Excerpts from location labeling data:
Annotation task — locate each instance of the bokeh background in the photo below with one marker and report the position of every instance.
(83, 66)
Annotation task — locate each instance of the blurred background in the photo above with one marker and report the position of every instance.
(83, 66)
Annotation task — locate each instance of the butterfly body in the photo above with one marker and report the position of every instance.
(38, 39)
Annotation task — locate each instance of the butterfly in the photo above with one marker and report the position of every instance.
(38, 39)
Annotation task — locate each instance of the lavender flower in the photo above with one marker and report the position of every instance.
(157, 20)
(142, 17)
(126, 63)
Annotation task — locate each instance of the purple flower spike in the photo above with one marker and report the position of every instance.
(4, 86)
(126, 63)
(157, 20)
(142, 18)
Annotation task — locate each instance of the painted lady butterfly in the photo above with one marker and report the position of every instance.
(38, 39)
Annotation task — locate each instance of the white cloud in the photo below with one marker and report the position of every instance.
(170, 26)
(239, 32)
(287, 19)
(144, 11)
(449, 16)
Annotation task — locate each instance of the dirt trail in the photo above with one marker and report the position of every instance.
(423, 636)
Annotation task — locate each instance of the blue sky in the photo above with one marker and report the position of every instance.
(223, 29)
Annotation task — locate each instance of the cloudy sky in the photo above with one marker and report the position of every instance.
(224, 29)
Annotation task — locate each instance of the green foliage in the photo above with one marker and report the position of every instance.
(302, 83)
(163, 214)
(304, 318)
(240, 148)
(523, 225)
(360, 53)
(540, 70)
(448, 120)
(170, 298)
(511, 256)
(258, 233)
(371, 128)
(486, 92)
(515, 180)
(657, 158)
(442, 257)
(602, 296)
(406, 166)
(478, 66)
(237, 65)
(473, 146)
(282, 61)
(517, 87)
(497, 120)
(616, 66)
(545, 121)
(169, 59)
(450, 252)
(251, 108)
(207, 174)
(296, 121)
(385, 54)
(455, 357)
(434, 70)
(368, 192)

TASK DESCRIPTION: Copy each line of the rows above character for character, from the first line to the last.

COMPLETED EXERCISE:
Annotation task — locate each instance of the bokeh background in the photo below with one marker and report the position of every instance.
(83, 66)
Annotation task — locate each instance of the blurred background in the photo above with one marker and report the position of every instance.
(83, 66)
Annotation task — locate each instance of the butterfly body in the photo above with one marker and report the position of every instance.
(38, 39)
Annotation task — locate each instance of the butterfly in the photo above with one marker and report the position of every instance.
(38, 39)
Annotation task — locate each instance of the lavender flower in the photo above with one marker and report the position of every instance.
(157, 20)
(142, 17)
(126, 63)
Annotation task — locate each instance of the purple flower spike in the photo above with one marker and report the position of every instance.
(4, 86)
(126, 63)
(157, 20)
(142, 18)
Annotation task — locate each instance of the painted lady butterfly in the photo above with one marker and report the position of every instance.
(38, 39)
Annotation task — locate each instance of the white cloud in the photo below with one marker and report the position of every instance.
(170, 26)
(239, 32)
(287, 19)
(144, 11)
(449, 16)
Annotation task — locate each instance of the dirt trail in the photo above with one marker and report the position of every instance.
(423, 636)
Annotation task — locate each instance of the blue sky in the photo above with one marker and report the position of every instance.
(223, 29)
Annotation task — locate each instance of the cloudy sky in the photo above with one marker and report the position of every instance.
(224, 29)
Annotation task — locate each instance of the green foliage in the photo above with one marker and report the position of every instance.
(302, 83)
(163, 214)
(304, 318)
(240, 148)
(523, 225)
(360, 53)
(540, 70)
(448, 120)
(170, 298)
(511, 256)
(258, 233)
(371, 128)
(486, 92)
(515, 180)
(657, 158)
(442, 257)
(602, 296)
(406, 166)
(478, 66)
(237, 65)
(473, 146)
(282, 61)
(517, 87)
(497, 120)
(616, 66)
(545, 121)
(169, 59)
(450, 252)
(251, 108)
(207, 174)
(296, 121)
(385, 54)
(455, 357)
(434, 70)
(368, 192)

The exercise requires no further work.